**SELECTED PASSAGE:**
- - -

Remember when we chose our friends according to whether they
liked the Backstreet Boys or NSYNC? Barbies or Pollypockets, Furbies or Giga
Pets? These preferences were not inconsequential, the answers spelling either
the doom or success of your friendship. Now that we are a little older, there
is just as important a compatibility test for today’s twenty-somethings, and
that is whether you favor real or fake sugar. (Fake sugar being Splenda,
because no one likes any of that other crap).
Now we all know that Splenda “causes cancer.” But it’s so
hard to care about that when it makes my Starbucks latte go from an A to an A+
on the Richter scale of close to godliness. And besides, the science behind
that has yet to be fully embraced by us humble bourgeois, so until I see the
hard facts, I will embrace my sparkling little yellow packets of happiness.
Plus, real talk: it takes like four times the amount of real
sugar to make something nearly as sweet and delicious as one little innocent
packet of Splenda. So in the rat race of sugar choices, I think I’m winning.
But apparently, fake sugar is not en vogue. Fake sugar shows that you do not care about your health,
are not savvy about the latest scientific research, that you are a heathen that
does not read the New York Times, drive a Prius or care about the rainforests.
Let’s be adult about this. I’m sure we can find some common
ground upon which to build a friendship other than our sweetener preferences.
But a word to those who look down upon my fake sugar choices: stop holding mini
interventions every time we hit the coffee bar. I respect your choice to eat
undelicious, bland, normal sugar, but I can’t be friends with someone who does
the eyebrow raise when I pour myself a little coffee with my cream and Splenda.
Oh and just for the record? Lance Bass was my boy.

- - -

**DATA EXTRACT:**
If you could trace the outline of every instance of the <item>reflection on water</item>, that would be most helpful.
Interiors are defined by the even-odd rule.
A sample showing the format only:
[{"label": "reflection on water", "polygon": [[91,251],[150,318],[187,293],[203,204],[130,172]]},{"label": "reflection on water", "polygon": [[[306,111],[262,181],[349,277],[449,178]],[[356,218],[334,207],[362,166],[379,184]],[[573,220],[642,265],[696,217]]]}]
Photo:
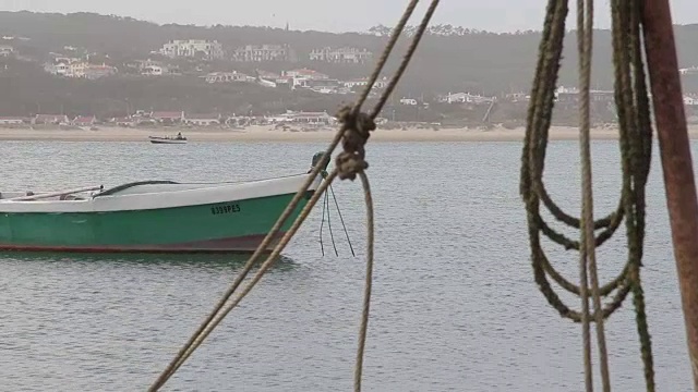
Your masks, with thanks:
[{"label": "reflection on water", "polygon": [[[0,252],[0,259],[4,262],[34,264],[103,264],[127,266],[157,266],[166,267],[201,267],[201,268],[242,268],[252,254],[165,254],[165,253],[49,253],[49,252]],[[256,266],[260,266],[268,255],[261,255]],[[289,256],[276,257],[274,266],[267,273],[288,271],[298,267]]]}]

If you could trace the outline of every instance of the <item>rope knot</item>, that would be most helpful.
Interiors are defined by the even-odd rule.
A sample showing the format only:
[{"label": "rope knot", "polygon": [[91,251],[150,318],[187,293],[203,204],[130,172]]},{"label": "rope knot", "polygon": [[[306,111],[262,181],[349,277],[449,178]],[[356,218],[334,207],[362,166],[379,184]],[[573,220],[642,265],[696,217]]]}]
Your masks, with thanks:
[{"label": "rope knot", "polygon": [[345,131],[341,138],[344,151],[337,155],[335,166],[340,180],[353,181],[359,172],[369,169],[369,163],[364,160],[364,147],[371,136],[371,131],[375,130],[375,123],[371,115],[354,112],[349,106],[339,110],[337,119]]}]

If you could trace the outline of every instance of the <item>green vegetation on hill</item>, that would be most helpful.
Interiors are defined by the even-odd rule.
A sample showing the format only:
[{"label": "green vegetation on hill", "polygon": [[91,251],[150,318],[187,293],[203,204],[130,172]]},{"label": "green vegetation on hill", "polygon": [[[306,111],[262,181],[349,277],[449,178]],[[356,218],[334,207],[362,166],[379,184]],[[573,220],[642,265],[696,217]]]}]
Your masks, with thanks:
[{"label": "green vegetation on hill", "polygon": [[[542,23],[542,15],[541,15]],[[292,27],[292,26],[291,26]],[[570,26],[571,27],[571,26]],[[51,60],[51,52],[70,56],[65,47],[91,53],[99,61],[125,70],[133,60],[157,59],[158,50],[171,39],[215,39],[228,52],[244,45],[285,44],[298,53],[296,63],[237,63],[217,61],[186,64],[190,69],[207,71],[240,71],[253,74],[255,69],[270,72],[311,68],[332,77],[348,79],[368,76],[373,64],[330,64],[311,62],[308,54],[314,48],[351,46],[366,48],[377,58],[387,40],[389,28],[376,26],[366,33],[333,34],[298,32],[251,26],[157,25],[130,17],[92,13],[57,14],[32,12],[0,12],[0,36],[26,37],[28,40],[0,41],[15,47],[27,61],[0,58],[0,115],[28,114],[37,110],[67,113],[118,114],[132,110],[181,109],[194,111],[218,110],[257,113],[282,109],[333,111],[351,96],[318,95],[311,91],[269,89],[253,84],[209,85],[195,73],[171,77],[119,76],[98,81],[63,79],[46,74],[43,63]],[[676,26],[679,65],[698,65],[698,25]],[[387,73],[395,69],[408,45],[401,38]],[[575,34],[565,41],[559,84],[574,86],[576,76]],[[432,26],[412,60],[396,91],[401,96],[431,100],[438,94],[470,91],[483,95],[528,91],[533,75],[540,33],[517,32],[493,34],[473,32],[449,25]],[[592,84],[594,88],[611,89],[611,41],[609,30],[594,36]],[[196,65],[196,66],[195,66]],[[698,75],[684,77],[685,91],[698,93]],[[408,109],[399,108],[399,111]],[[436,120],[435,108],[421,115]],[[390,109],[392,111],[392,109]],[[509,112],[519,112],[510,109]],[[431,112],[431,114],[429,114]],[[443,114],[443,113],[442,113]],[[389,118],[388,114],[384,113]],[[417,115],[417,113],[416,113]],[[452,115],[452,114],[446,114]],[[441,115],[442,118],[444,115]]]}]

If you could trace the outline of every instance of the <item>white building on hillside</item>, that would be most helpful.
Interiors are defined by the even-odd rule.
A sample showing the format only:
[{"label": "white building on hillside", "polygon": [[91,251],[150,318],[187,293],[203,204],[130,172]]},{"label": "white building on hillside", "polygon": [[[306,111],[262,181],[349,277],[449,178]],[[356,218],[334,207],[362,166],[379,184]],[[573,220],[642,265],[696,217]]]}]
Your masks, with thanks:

- - -

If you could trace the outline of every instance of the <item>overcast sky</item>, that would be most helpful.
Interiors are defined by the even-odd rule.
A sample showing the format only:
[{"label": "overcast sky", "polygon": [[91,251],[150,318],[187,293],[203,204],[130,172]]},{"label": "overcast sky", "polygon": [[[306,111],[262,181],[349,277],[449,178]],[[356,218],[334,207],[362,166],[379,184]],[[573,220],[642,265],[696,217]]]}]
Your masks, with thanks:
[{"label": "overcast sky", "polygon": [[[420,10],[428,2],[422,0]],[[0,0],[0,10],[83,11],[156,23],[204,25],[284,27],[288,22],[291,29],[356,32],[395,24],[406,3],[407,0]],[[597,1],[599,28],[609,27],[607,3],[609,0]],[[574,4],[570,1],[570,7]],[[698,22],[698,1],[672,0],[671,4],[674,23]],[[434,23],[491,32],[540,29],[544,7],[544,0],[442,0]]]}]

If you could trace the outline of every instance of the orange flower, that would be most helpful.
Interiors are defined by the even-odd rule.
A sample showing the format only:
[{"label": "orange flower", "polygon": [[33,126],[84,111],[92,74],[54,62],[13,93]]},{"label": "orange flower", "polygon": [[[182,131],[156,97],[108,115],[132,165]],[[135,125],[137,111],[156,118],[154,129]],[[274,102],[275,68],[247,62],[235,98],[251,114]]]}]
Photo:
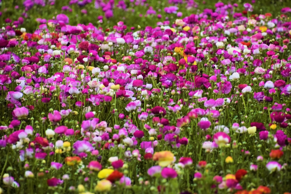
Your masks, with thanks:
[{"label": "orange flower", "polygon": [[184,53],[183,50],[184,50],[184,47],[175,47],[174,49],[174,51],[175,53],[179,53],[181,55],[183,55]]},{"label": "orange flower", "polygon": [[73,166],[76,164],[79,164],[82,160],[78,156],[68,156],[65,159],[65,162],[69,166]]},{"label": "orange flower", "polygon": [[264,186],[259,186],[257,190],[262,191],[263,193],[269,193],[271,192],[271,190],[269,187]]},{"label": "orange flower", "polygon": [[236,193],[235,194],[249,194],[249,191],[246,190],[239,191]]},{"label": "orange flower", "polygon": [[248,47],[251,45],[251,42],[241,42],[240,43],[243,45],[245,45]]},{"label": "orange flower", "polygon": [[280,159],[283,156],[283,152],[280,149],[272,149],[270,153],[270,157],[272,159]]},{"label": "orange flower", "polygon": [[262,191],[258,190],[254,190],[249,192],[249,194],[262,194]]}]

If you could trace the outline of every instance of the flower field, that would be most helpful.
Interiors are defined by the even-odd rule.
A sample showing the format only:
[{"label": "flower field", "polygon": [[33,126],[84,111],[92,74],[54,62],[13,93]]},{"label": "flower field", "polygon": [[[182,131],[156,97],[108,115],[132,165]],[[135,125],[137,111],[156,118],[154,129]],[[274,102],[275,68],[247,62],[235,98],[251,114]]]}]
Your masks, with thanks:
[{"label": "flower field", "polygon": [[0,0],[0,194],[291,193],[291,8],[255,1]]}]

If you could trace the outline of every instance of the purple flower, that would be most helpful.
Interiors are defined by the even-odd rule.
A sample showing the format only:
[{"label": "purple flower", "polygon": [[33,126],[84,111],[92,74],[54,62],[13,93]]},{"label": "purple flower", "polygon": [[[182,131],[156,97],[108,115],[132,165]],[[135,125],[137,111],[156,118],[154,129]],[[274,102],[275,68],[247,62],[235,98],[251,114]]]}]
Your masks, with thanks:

- - -

**DIRECTIONS:**
1. Reproduce the part of the sweetener essay that opens with the words "Now we all know" and closes with "think I’m winning.", switching "latte" to "cappuccino".
2. Answer yes or no to whether each statement agrees with the sweetener essay, and back each answer with the deciding words from it, quoted exactly: (a) The writer claims it takes roughly four times as much real sugar to match the sweetness of one Splenda packet. (b) The writer says fake sugar is currently fashionable. (c) The writer says they can't be friends with someone who raises an eyebrow at their Splenda.

**RESPONSES BY ITEM NUMBER:**
1.
Now we all know that Splenda “causes cancer.” But it’s so
hard to care about that when it makes my Starbucks cappuccino go from an A to an A+
on the Richter scale of close to godliness. And besides, the science behind
that has yet to be fully embraced by us humble bourgeois, so until I see the
hard facts, I will embrace my sparkling little yellow packets of happiness.
Plus, real talk: it takes like four times the amount of real
sugar to make something nearly as sweet and delicious as one little innocent
packet of Splenda. So in the rat race of sugar choices, I think I’m winning.

2.
(a) Yes: "it takes like four times the amount of real sugar to make something nearly as sweet and delicious as one little innocent packet of Splenda"
(b) No: "But apparently, fake sugar is not en vogue."
(c) Yes: "I can’t be friends with someone who does the eyebrow raise when I pour myself a little coffee with my cream and Splenda"